- Detalles del problema -
Según el texto proporcionado, ¿por qué es de crucial importancia tomarse en serio la educación al diseñar políticas públicas? Explícalo en una a tres oraciones.

____ Texto proporcionado

Por supuesto que la esperanza se puede perder una y otra y otra vez. Un montón de veces. Como bien lo dice el filósofo alemán Ernst Bloch “La vida está llena de sueños que no se hacen realidad.” Las viejas preguntas de quiénes somos, de dónde venimos, qué esperamos, qué nos depara la vida, que siguen vigentes y sin encontrar respuestas definitivas, forman parte de lo que somos como seres humanos, seres en constante construcción.
Pero al mismo tiempo, la promesa de un mundo mejor, con calidad de vida digna, con la consideración y respeto que la naturaleza se merece, se va difuminando, se aleja en la medida en que nos empeñamos en subvertir el lenguaje, los valores, la conciencia crítica y decente. Me da la sensación de que los emprendedores del odio, del resentimiento implementan herramientas para abalanzarse contra los que no les gustan. Nos encontramos en un momento histórico en el que imperan el miedo, la desesperanza, las violencias, las incertidumbres que son el pan de cada día. Es una época de aislamiento social, de exceso de información y de consumo. Las lecciones que aprendemos todos los días están llenas de odio, de demonización contra los más vulnerables; hay un malsano ataque a las ideas, al pensamiento distinto, contrario…
Me cuesta trabajo imaginarme un momento más urgente que el actual para hacer que la educación se vuelva un tema central de la política. Si queremos diseñar unas políticas públicas que sean capaces de estimular las sensibilidades, el pensamiento crítico, el desarrollo de una conciencia claramente histórica, el respeto por la palabra, la esperanza fundada, es fundamental, es de crucial importancia que nos tomemos muy en serio que la democracia y el respeto por una vida digna no pueden existir ni ser defendidas si no hay ciudadanos debidamente informados, que sepan qué hacer con el contenido de la información que reciben día tras día y que desarrollen un muy claro pensamiento crítico.
Como una manera de cultura política, creo que diseñar una pedagogía crítica podría proporcionar una esperanza fundada para imaginar el mundo desde distintas perspectivas, para reflexionar sobre lo que somos y hacemos con nosotros mismos y con los demás. Y esto no es otra cosa que pensar la educación inseparable de la ética; para decirlo con otras palabras, la educación debe pensarse desde la alteridad, desde lo muy humano que es cuidar al otro. Y esto es asumir la política con un alto sentido de responsabilidad y solidaridad social. Esto es sustantivamente muy importante en esta época en la que la amnesia y la desesperanza individual y colectiva han pasado a ser parte del paisaje local y nacional; una época en la que se ve la compasión, que es el fundamento de la vida cívica, con desprecio, por lo que ha ido desapareciendo de la vida pública; y a la empatía se la mira de manera similar a una patología conducida por intereses mercantiles.
Esa mirada puesta en la educación como inseparable de la ética, la pienso como el deseo, el anhelo de que el horror no tenga la última palabra. De ahí que la idea es entablar relaciones de cordialidad, de hospitalidad, de lealtad, de amor, de compasión, de solidaridad. No podemos seguir pensando que la esperanza fundada, que es la virtud de los tiempos difíciles y críticos, no tenga sentido.

________
____ Datos en estudio

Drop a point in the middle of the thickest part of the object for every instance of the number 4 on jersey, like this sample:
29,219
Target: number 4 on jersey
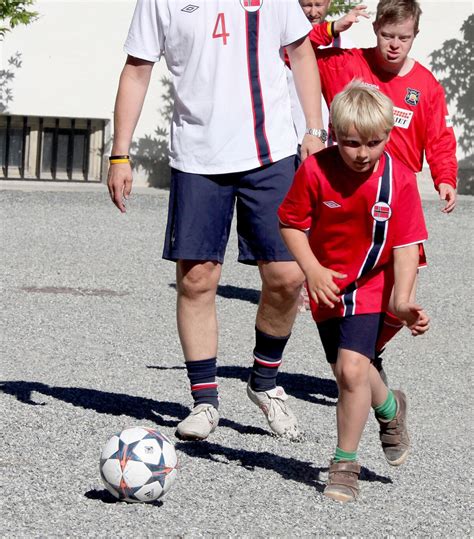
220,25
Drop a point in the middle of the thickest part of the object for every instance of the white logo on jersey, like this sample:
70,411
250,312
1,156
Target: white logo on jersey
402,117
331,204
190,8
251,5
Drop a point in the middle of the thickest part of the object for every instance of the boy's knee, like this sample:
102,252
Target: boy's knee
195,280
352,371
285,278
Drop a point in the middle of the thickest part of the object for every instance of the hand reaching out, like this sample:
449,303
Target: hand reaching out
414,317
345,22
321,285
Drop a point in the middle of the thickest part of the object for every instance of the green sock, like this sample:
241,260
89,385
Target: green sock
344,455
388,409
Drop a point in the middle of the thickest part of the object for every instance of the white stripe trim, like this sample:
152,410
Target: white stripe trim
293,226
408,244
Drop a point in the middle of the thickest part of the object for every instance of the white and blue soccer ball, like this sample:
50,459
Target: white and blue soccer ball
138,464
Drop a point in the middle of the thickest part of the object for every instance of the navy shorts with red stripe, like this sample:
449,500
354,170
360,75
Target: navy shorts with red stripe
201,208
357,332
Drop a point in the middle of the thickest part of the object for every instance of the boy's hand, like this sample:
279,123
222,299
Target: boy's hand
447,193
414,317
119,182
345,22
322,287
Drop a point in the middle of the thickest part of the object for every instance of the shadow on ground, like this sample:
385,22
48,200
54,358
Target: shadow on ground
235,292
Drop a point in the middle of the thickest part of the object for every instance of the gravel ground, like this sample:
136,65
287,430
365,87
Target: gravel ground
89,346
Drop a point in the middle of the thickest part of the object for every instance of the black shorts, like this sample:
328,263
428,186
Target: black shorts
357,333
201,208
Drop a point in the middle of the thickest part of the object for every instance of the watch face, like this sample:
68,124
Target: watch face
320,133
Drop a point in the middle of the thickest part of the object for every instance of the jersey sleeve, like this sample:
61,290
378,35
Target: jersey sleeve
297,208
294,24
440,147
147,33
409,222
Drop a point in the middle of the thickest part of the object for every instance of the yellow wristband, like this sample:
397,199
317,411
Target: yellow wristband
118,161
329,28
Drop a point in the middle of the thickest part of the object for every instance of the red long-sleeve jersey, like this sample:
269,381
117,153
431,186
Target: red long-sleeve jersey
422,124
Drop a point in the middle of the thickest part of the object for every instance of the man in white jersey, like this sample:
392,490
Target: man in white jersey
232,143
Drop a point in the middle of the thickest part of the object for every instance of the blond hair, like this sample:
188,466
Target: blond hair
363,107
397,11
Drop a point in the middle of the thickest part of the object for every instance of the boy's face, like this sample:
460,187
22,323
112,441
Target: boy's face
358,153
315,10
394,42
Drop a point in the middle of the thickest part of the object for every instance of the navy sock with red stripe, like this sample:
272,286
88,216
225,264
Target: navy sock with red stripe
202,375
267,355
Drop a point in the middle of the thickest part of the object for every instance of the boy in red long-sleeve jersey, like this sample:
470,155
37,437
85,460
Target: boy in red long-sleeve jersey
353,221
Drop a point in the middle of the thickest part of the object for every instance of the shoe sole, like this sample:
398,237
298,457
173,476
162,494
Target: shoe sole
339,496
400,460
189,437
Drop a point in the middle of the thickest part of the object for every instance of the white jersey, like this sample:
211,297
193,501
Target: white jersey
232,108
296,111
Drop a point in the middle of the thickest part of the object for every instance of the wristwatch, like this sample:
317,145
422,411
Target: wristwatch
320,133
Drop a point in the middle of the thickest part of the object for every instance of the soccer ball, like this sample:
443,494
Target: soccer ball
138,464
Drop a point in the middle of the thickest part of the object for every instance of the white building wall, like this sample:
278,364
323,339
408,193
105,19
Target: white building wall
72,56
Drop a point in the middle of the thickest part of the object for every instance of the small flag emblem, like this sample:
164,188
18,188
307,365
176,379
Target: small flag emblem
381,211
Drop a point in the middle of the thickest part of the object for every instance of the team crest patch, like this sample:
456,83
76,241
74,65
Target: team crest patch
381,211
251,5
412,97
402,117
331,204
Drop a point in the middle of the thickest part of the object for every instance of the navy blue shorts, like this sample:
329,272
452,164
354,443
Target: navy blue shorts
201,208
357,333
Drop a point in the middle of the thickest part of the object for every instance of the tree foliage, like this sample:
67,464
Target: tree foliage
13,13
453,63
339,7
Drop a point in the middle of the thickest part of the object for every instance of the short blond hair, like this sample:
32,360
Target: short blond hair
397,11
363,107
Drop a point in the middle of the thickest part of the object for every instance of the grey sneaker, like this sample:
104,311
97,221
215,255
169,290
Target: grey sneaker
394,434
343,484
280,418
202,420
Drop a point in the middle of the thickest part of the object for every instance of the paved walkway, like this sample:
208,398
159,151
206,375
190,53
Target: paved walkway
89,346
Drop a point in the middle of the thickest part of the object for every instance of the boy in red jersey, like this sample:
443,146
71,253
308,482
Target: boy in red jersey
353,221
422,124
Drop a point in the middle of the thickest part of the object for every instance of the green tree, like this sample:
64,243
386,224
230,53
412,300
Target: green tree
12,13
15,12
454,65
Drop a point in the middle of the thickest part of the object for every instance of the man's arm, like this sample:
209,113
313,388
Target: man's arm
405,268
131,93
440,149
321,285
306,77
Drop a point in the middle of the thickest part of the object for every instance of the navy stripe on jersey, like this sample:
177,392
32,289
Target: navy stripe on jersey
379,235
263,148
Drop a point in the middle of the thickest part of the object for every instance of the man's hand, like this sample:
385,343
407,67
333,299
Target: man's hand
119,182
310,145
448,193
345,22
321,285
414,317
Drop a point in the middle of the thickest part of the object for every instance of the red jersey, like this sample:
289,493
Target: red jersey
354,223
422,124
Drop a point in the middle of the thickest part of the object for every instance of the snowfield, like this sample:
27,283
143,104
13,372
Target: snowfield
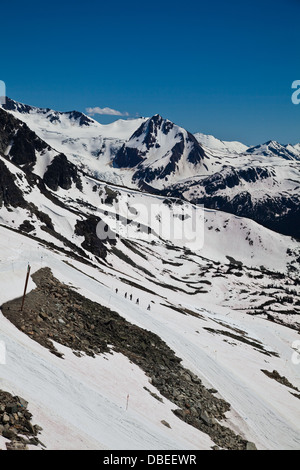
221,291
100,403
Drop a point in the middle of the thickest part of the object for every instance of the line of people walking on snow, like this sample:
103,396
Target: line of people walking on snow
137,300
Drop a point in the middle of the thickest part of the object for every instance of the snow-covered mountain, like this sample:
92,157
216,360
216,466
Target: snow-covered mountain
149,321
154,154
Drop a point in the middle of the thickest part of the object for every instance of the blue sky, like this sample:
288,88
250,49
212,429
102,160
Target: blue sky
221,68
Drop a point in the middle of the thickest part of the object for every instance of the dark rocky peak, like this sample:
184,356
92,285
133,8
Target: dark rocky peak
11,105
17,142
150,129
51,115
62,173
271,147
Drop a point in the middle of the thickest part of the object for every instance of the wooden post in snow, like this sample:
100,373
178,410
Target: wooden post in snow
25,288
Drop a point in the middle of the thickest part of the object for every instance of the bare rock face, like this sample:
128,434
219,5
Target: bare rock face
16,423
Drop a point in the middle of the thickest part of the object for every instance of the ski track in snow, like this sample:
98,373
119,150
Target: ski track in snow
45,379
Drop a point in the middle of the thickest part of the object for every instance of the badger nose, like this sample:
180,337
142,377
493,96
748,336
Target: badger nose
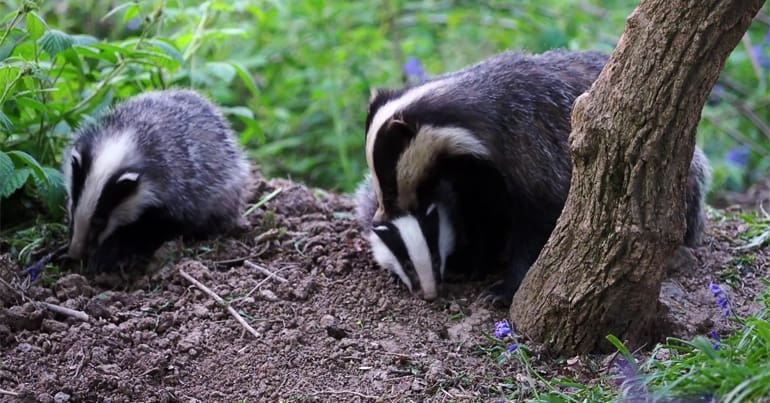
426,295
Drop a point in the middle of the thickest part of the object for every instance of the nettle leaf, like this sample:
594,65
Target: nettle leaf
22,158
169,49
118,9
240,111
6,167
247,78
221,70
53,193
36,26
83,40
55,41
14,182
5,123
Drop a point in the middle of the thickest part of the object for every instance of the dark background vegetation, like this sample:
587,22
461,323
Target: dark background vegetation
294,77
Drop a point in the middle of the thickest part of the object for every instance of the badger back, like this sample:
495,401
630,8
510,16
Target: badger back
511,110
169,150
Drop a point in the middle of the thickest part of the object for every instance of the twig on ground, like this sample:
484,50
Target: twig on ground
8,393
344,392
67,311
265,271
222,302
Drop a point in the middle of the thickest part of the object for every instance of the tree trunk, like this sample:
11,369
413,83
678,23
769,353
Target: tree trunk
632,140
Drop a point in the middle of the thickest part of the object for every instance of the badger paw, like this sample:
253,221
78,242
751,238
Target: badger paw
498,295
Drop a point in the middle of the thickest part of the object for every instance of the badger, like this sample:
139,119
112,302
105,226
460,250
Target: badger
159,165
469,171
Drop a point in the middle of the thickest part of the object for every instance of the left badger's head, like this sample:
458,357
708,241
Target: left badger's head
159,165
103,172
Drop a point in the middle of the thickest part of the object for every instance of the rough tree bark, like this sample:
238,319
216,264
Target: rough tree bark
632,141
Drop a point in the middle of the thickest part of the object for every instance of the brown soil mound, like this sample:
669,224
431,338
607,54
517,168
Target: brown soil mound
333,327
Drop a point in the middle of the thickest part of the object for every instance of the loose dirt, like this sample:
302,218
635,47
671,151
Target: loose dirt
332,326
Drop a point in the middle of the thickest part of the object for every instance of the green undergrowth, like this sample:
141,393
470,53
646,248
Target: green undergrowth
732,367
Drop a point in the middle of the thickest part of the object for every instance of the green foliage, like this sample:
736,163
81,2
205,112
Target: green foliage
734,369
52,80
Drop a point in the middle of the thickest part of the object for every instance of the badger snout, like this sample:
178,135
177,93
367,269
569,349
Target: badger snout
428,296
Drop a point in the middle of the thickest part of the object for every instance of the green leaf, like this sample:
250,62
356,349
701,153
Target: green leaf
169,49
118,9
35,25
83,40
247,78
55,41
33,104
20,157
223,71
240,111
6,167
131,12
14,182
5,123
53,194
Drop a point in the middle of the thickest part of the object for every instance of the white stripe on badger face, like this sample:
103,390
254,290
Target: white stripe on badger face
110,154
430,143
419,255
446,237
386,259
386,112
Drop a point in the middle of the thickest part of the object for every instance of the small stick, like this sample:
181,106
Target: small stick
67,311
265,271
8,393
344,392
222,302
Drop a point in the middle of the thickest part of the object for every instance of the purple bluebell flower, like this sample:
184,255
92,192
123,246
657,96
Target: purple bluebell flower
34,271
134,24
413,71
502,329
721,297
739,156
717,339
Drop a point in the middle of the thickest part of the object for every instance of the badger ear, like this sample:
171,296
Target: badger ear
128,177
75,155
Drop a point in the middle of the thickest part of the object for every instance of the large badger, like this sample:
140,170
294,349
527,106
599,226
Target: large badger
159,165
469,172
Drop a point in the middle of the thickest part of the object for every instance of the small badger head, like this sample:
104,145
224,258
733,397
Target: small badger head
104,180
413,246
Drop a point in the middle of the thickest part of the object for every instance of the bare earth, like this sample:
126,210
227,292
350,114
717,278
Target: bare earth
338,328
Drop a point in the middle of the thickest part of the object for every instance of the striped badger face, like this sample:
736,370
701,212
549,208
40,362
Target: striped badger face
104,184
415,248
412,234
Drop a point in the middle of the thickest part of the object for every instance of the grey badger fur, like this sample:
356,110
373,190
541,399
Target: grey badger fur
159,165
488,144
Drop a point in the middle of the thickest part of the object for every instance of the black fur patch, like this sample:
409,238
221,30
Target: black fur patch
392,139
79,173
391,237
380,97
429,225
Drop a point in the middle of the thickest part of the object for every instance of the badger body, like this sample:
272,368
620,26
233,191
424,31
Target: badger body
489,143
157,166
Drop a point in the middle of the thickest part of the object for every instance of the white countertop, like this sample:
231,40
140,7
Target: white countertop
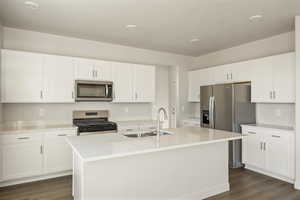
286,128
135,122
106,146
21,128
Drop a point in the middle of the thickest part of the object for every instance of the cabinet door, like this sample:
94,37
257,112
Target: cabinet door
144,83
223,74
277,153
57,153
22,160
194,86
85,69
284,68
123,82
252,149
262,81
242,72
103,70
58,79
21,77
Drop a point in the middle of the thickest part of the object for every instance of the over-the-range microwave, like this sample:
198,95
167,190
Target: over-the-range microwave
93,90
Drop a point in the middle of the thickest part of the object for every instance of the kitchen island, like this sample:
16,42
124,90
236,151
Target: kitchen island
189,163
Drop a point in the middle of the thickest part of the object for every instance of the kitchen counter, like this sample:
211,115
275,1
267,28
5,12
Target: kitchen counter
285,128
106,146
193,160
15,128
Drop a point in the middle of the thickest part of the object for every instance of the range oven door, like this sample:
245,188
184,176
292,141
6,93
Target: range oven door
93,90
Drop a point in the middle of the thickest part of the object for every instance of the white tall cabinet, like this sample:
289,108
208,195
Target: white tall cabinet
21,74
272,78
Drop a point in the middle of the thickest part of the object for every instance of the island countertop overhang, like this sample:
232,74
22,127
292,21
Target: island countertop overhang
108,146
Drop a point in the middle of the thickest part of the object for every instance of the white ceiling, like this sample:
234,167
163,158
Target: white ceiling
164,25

________

- Tu respuesta -
Porque la democracia y el respeto por una vida digna no pueden existir ni ser defendidos si no hay ciudadanos debidamente informados. Esos ciudadanos deben saber qué hacer con el contenido de la información que reciben día tras día y desarrollar un pensamiento crítico muy claro.